> Supplied passage:
The residual p-value has a simple interpretation: If we correctly model the distribution of z-scores among significant hits, then the distribution of residual p-values will be uniform between 0 and 1. If the observed z-scores are too small then the residual p-values will skew toward 1, and if the z-scores are too high they will skew toward 0. To avoid overfitting, we split the genome into approximately independent blocks [46], each time inferring the model on 90% of the blocks and computing residual p-values for the held-out 10%.
We first considered the fit of our model for height, the trait with the greatest number of hits in our dataset (Figure 4A). For height, the distribution of z-scores across the 1426 hits is fit essentially perfectly by the SSD model (Figure 4A). In contrast, two simpler heuristic models provide a poor fit to the distribution of z-scores (Figure 4A). First, when we assumed that effect sizes are normally distributed, the resulting residual p-values deviate greatly from uniformity with many extremely small p-values. We also considered a version of the α-model with a normal density of effect sizes conditional on allele frequencies [30]. By fitting the inverse relationship between allele frequencies and effect sizes, the alpha model improves the overall fit, but still has an excess of tiny p-values. In both cases, the underlying normal distribution is too narrow to accommodate the wide variation in observed effect sizes, including many hits close to the significance threshold and a minority of much stronger hits.
For BMI, with 444 hits, our SSD model fits most of the distribution well, but the top hits are larger than expected (Figure 4B). In particular, the residual p-value of one SNP is significant even after Bonferroni correction. Unsurprisingly, this outlier represents the well-known FTO signal that was detected even in very early GWAS studies [47, 48], and that also appears as an outlier for 14 other morphometric traits in our dataset.
We find 12 additional outlier SNPs for a variety of other traits. The 12 outliers include both missense and noncoding variants, and are all found near strong candidate genes for the relevant traits (Table S2). We hypothesize that these outliers violate our model assumptions in some way that allows them to be common despite having a large effects. For example, they might have much smaller pleiotropic effects than most other variants affecting those traits, leading to weaker selection than expected given their effect sizes. Alternatively, they may have been targets of strong positive or balancing selection that allowed them to reach high frequencies despite their large effect sizes.
We next performed goodness-of-fit tests for each trait to determine whether the overall distributions of residual p-values match the expected uniform distribution, using Kolmogorov-Smirnov statistics (Figure 4C; SI Section 4). For most traits, the TSD model fits slightly better than the SSD model, indicating that the TSD correctly identifies some degree of trait-specific signal, though it uses five parameters to do so, compared to one, for SSD. In contrast, the α-model fits the data far worse than the SSD model. Similarly, Figure 4D shows QQ-plots of model-fits across models and traits. Both the SSD and TSD models show a modest inflation of p-values, perhaps relating to simplifying assumptions in the model; nonetheless, both models fit the data well, as we can only reject these models for 1, and 4 traits out of 95, for the TSD and SSD models, respectively. Thus, we conclude that the SSD model provides an accurate, yet parsimonious, description of genetic architecture.
Prediction of allele ages
The previous results show that the model provides a good empirical fit to the data. We next wanted to evaluate whether it can also predict the evolutionary processes underlying the genetic architecture. To do this, we turned to an entirely different type of predictions from our model. Conditional on allele frequency, deleterious alleles tend to be younger than neutral alleles [24,49]; our parameter estimates can be used to predict the extent of this effect for GWAS hits.

> Dataset excerpt:
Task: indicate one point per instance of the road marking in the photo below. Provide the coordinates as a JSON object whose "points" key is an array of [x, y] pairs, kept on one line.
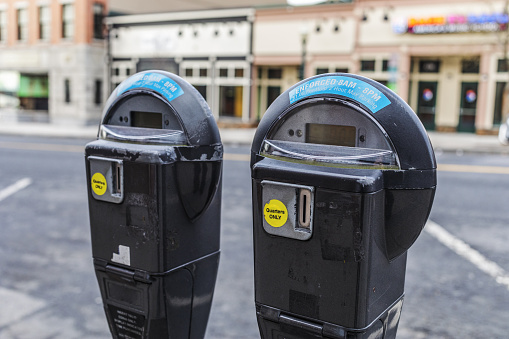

> Problems and tasks:
a - List each figure panel that the genetic architecture passage cites.
b - Duplicate the part of the genetic architecture passage that begins with the words "For BMI, with" and stops after the words "in our dataset.".

> Task solutions:
a - Figure 4A, Figure 4B, Figure 4C, Figure 4D

b -
For BMI, with 444 hits, our SSD model fits most of the distribution well, but the top hits are larger than expected (Figure 4B). In particular, the residual p-value of one SNP is significant even after Bonferroni correction. Unsurprisingly, this outlier represents the well-known FTO signal that was detected even in very early GWAS studies [47, 48], and that also appears as an outlier for 14 other morphometric traits in our dataset.